▶ [TEXT SHOWN]:
******************************

The Jesus or Kingdom of God movement of brothers and sisters and mothers started life as a reform movement within Judaism, with particular emphasis on a mission to the Lost Sheep of the House of Israel: the poor, the sick, the blind, the lame, the prostitutes, tax collectors and sinners, the lepers and demon possessed and other miscellaneous non-included persons.  Even apart from this latter, though certainly congenial to this, it involved a shifting of balance in spirituality, a religion of the heart in Jesus’ sense, expressed in the big commandments and key attachments and commitments to God and neighbour, much like as in the epistle of James.  But a religion of the heart only possible, eventually, because of the very coming of the Reign of God in Jesus’ ministry and suffering and death and resurrection and the coming of the Holy Spirit. 

 

Later on this proved to be attractive not just to God-fearers but even to out and out Gentiles.  As more and more Gentiles came along, the question arose, Do Gentiles have to become fully fledged Jews in order to take this on?  After a struggle, and much thinking and praying, it was decided: No, provided they keep to a few essentials for the sake of harmony with their Jewish Christian brothers and sisters.  But this Spirit-provoked compromise did not stop tensions and divisions from manifesting, very, very roughly with St James, head of the Church in Jerusalem, on the one side, St Paul Apostle to the Gentiles into grace and faith in a big way on the other, and St Peter trying to straddle the gap and keep the whole show together.

******************************

[Outline records]
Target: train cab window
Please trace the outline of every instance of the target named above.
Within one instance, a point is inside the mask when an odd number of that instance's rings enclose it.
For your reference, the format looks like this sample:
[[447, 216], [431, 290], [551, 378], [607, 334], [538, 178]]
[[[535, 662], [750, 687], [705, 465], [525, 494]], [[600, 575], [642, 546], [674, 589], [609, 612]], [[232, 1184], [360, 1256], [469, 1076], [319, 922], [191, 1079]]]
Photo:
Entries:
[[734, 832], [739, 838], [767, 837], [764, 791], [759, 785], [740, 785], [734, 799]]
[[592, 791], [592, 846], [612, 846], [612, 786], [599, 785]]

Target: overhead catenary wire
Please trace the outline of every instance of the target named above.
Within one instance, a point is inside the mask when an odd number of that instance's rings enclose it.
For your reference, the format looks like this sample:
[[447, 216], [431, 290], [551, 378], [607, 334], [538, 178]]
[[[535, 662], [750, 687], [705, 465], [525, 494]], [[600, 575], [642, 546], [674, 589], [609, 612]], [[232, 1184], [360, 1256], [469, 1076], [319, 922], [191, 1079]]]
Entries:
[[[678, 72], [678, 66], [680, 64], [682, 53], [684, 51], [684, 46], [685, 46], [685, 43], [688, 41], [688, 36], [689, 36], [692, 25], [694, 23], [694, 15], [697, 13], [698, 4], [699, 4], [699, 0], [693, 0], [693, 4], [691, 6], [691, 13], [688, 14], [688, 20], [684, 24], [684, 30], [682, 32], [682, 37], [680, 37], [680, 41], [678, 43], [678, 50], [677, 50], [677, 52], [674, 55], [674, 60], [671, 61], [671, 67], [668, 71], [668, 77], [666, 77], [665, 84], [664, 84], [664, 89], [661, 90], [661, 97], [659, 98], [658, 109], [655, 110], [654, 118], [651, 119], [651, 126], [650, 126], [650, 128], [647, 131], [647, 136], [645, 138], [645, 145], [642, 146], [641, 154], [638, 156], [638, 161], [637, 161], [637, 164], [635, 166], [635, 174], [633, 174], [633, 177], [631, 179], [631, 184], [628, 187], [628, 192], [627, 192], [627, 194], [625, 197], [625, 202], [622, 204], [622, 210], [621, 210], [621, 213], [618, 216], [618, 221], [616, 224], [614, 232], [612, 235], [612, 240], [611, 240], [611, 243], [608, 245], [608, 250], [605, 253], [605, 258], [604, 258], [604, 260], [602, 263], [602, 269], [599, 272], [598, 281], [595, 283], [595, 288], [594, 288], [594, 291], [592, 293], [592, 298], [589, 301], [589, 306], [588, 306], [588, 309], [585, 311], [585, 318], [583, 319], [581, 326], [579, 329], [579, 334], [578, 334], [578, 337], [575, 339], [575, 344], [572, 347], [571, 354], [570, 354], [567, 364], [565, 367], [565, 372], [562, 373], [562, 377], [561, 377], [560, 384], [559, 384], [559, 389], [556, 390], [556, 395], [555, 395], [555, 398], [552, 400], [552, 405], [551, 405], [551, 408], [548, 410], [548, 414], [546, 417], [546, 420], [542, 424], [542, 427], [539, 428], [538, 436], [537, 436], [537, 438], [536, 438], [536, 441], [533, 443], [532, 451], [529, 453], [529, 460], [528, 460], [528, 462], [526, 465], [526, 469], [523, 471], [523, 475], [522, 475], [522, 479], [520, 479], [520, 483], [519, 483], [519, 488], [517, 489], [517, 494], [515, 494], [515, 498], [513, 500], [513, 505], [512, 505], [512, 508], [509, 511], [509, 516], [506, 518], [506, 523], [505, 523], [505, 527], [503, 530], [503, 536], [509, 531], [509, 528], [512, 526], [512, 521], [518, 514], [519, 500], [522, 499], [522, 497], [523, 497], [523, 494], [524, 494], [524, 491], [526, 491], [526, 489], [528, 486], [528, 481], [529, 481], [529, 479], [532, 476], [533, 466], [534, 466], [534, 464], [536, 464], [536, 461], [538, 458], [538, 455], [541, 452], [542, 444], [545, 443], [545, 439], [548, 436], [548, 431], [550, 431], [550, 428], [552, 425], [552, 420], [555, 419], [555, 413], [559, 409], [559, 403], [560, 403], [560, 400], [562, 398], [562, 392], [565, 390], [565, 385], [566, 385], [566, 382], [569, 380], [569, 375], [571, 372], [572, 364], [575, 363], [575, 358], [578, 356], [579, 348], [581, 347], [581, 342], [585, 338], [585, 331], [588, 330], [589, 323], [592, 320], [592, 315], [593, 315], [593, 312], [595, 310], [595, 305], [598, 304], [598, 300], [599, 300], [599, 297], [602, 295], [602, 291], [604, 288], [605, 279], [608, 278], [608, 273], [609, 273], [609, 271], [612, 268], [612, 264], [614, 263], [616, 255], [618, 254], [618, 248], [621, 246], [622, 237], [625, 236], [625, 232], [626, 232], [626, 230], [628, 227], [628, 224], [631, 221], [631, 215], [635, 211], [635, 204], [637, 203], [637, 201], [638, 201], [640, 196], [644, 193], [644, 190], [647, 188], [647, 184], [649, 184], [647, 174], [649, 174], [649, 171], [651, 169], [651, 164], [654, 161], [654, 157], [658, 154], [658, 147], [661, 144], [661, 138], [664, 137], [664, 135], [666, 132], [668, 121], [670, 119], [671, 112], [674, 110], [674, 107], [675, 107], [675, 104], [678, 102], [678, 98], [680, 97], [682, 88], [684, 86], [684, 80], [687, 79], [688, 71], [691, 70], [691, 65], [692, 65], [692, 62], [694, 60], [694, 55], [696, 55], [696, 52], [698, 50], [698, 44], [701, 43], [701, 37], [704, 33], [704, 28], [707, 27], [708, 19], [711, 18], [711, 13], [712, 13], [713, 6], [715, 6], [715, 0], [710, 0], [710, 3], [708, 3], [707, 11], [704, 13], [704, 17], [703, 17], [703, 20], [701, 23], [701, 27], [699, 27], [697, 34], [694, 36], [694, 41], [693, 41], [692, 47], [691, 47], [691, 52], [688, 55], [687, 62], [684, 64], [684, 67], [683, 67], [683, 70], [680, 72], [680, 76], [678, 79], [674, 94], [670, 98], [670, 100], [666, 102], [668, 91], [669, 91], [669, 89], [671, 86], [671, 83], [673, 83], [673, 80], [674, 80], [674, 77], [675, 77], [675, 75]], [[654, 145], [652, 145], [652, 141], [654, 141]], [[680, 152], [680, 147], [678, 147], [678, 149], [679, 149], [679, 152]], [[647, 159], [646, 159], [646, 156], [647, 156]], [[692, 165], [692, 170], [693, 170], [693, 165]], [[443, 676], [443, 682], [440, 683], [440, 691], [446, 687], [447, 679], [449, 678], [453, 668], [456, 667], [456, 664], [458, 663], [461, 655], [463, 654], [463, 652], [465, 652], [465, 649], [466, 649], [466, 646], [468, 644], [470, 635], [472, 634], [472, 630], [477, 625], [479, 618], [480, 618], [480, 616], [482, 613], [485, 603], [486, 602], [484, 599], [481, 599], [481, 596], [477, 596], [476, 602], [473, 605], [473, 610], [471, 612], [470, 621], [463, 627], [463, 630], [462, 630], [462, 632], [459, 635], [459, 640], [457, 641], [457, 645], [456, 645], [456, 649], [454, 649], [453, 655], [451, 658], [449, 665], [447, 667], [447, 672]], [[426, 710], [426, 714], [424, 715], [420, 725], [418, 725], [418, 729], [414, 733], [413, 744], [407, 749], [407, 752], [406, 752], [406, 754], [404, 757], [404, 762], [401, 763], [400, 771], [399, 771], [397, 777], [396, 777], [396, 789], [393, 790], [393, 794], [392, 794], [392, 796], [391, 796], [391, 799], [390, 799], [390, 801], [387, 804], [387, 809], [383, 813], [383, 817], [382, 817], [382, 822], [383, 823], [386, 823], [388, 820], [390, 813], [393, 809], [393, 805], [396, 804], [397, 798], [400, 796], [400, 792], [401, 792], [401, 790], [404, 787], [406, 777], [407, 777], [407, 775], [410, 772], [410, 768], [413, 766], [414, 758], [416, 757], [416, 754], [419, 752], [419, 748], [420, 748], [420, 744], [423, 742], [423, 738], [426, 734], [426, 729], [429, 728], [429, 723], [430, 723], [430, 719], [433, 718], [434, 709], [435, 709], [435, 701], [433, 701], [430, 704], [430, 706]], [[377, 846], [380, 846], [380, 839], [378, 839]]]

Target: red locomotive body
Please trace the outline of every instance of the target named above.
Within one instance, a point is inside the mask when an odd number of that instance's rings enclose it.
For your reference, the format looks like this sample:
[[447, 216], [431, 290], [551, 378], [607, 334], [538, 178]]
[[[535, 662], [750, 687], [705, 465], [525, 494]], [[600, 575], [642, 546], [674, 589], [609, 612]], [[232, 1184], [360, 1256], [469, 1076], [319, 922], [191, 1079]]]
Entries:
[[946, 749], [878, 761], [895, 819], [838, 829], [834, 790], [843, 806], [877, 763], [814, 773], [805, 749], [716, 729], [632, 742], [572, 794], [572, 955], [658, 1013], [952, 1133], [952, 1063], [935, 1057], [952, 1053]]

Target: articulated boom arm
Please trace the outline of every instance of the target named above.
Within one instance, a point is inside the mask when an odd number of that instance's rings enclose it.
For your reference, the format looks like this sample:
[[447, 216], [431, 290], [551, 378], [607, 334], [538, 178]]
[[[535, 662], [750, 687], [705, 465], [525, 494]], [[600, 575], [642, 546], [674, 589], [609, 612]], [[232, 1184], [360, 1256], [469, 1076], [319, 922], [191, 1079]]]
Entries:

******************************

▶ [DIRECTIONS]:
Resume the passage on the early Jesus movement, picking up right after its final sentence about St Peter.

▶ [RESULT OF THE EXERCISE]:
 

Some more extreme disciples of Paul (not Paul himself, who was very careful when addressing his fellow Jewish Christians and was even prepared to do Temple sacrifices) seem to have contended: Not only do Gentiles who become Christian not have to become Jews, but Jews should give up being Jews when they become Christians.  This was a step too far, way beyond anything Jesus is actually arguing or even stood for, and lead to a serious and seemly irrevocable split and the eventual exclusion of the original Jewish Christians, pushed from both sides, hanging on for a few hundred years before fading from history. 

 

There is a lesson in this somewhere in the old debate between conservatives and liberals in the post Vatican II church – for both sides, I think.

 

This debate, I’m getting convinced, is now passé, and I’ve tried recently to move myself beyond it.  I think lots of people on both sides, indeed, are now moving beyond it, perhaps towards a renewal of Jesus’ religion of the heart, made possible by the Love of God manifested in Christ Jesus our Lord, expressing itself in the key commandments as indicating our real attachments, but open to rituals both old and new.  In this respect, it may be a good sign that Pope Benedict’s first encyclical was a learned and beautifully written treatise on charity.